**WHAT YOU WILL DO:**
Reproduce every one of the following records word for word, keeping each line and its order unchanged.
::::
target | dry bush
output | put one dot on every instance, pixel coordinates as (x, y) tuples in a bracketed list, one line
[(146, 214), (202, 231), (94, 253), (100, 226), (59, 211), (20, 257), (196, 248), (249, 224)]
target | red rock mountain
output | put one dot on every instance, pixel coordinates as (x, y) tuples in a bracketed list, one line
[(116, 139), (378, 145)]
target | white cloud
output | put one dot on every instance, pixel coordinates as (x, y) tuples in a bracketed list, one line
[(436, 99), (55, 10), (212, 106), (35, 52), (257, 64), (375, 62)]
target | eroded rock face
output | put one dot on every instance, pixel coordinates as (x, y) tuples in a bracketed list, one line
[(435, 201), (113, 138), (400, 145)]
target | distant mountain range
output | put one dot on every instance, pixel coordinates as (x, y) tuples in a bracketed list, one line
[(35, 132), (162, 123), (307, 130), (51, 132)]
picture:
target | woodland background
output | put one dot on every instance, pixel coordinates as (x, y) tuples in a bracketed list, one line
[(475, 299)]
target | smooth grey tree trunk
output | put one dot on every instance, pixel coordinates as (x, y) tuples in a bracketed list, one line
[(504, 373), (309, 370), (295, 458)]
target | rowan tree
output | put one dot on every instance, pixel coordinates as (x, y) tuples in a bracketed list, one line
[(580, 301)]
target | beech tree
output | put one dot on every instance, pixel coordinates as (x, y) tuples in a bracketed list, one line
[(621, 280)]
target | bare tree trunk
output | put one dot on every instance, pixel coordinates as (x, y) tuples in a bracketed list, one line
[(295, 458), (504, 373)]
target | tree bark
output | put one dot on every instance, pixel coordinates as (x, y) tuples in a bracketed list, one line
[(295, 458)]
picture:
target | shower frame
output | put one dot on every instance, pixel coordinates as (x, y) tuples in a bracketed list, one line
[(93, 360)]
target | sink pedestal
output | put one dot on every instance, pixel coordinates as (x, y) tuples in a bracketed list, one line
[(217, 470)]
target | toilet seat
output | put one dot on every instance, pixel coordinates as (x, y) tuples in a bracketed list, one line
::::
**TASK OUTPUT:**
target | dry bush
output | put one dot on every instance, pixel coordinates as (x, y) tuples in a bracketed list, one line
[(146, 214), (202, 231), (94, 253), (100, 226), (59, 211), (20, 257), (196, 248), (249, 224)]
target | red rock mountain
output | put one dot on every instance, pixel coordinates as (x, y) tuples in a bracketed list, one line
[(116, 139), (378, 145)]
target | white cloud
output | put one dot on every instance, pixel coordinates as (x, y) tuples in a bracketed list, one line
[(436, 99), (55, 10), (212, 106), (35, 52), (257, 64), (375, 62)]
target | eroded rock face
output | put one dot on every instance, pixel coordinates as (x, y) tuples in a bracketed list, one line
[(435, 201), (113, 138), (400, 145)]
target | distant mountain range
output | put one dot on every instance, pixel coordinates as (x, y) tuples in a bracketed list, one line
[(35, 132), (162, 123), (307, 130), (51, 132)]
picture:
target | woodland background
output | put one dot on every instance, pixel coordinates as (x, y) tuples in a bracketed list, one line
[(475, 299)]
target | smooth grey tree trunk
output | put one dot on every instance, pixel coordinates as (x, y) tuples in a bracketed list, one line
[(504, 373), (309, 370), (295, 458)]
target | rowan tree
output | put one dot on every instance, pixel coordinates as (x, y) tuples in a bracketed list, one line
[(580, 301)]
target | beech tree
output | put one dot on every instance, pixel coordinates as (x, y) tuples in a bracketed list, one line
[(621, 280)]
target | bare tree trunk
output | put one dot on every instance, pixel coordinates as (x, y) tuples in a bracketed list, one line
[(295, 458), (504, 373)]
target | tree bark
output | put one dot on every instance, pixel coordinates as (x, y) tuples in a bracketed list, one line
[(295, 458)]
picture:
target | shower frame
output | put one dot on every instance, pixel coordinates as (x, y) tuples in a bracketed list, one line
[(93, 360)]
target | sink pedestal
output | put one dot on every instance, pixel coordinates as (x, y) tuples in a bracketed list, one line
[(217, 470)]
target | toilet seat
output | put one dot on every instance, pixel coordinates as (x, y) tuples in a bracketed list, one line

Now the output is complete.